━━━━━ Text shown
The Indiana Tax Court has addressed the question of what constitutes a manufacturing operation. In General Motors Corp. v. Indiana Dep't of State Revenue, 578 N.E.2d 399, 401 (Ind. Tax Ct. 1991), the Court provided:
The double direct standard, expressed in the statutory language emphasized above, is the touchstone of the equipment exemption from sales/use tax. In Indiana Department of State Revenue v. Cave Stone, Inc. (1983), Inc [sic]., 457 N.E.2d 520, the seminal case interpreting the double direct standard, the Indiana Supreme Court recognized the essential and integral test to determine whether the double direct standard is met. The court held the transportation equipment at issue was both essential to transforming crude stone into a marketable product and integral to "the ongoing process of transformation." Id. at 524.
The court's inquiry focused on the production process itself, defining it broadly to encompass all the production steps involved in transforming work in process into a finished marketable product:
The [equipment exemption] statute circumscribes all of the operations or processes by which the finished product is derived. Thus, we find that the production or processing of the stone begins at the time of the initial stripping, drilling, and blasting at the quarry and ends at the time the stone is stockpiled. The production process is continuous and indivisible.
(Emphasis added).
The Court further provided:
The Department erroneously draws an artificial and arbitrary boundary based on the first marketable product to emerge rather than drawing the more logical line based on the actual end product produced. Under an approach focusing on the actual end product marketed, GM's packing materials used to transport component parts sold to non-GM manufacturers and those used to transport finished replacement parts would still be taxed. On the other hand, packing materials used to transport work in process parts from GM's component plants to GM's assembly plants would be exempt as an essential and integral part of GM's integrated production process of manufacturing finished automobiles. Finally, a determination that an integrated production process ends upon the completion of the actual end product marketed (the most marketable product) is wholly consistent with the legislative purposes of the exemption statutes to encourage industrial growth and to avoid tax pyramiding.
Id. at 405.
(Emphasis added).
In that case, General Motors had several component plants which made vehicle parts which were assembled at another General Motors plant. The Court determined that General Motors' integrated production process began at the various General Motors component plants and ended upon the completion of the actual end product marketed, which in General Motors' case was a finished vehicle, at another General Motors plant.
In the instant case, Taxpayer bought standing trees and hired third parties, including one entity with common ownership, to cut the trees down. Taxpayer did not cut down the trees itself. The third parties cut the trees down and Taxpayer would then drag the cut trees out of the forest with a skidder. Taxpayer then would cut the trees to length for loading onto its trucks which transported the logs to its sawmill. In the course of the protest process, Taxpayer provided documentation explaining and establishing the whole process of turning standing trees into finished lumber.
━━━━━━━━━━
━━━━━ Material provided
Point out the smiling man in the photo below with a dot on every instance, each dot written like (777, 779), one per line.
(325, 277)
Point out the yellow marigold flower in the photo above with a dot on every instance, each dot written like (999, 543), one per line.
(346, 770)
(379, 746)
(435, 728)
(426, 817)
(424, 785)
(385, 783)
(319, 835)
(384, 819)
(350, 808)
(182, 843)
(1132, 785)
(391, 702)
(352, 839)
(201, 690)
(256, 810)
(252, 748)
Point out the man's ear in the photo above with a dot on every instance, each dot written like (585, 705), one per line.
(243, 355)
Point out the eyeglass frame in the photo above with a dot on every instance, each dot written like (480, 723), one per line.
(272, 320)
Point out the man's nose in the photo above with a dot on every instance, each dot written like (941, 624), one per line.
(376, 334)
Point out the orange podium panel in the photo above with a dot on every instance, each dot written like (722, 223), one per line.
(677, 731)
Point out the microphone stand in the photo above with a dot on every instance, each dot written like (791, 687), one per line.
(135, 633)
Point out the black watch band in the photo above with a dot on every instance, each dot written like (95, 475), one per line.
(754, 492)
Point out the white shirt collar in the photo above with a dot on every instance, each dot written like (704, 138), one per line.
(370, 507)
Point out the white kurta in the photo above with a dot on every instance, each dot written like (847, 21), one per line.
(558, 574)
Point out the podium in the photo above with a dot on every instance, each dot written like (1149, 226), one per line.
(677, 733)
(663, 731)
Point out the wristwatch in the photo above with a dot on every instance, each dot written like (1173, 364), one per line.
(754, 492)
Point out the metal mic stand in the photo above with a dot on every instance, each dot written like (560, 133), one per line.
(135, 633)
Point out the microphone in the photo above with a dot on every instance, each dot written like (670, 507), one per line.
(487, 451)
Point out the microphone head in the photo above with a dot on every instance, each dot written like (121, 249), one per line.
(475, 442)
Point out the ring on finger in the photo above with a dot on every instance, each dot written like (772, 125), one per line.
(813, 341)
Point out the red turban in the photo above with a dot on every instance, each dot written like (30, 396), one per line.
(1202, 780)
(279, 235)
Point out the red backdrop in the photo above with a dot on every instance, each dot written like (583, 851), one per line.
━━━━━━━━━━
Objectives:
[a] Quote everything in the tax court excerpt from "In that case, General" down to "vehicle, at another General Motors plant.", word for word.
[b] Switch "red" to "maroon" in the listing, from the line containing "Point out the red turban" down to the end of the listing, and give back only that stretch with nothing else changed.
The tax court excerpt and the listing are unrelated to each other.

Responses to the exercise:
[a]
In that case, General Motors had several component plants which made vehicle parts which were assembled at another General Motors plant. The Court determined that General Motors' integrated production process began at the various General Motors component plants and ended upon the completion of the actual end product marketed, which in General Motors' case was a finished vehicle, at another General Motors plant.

[b]
Point out the maroon turban in the photo above with a dot on every instance, each dot written like (30, 396), one per line.
(1202, 780)
(279, 235)
Point out the maroon backdrop in the photo above with a dot on every instance, each dot written like (583, 851), one per line.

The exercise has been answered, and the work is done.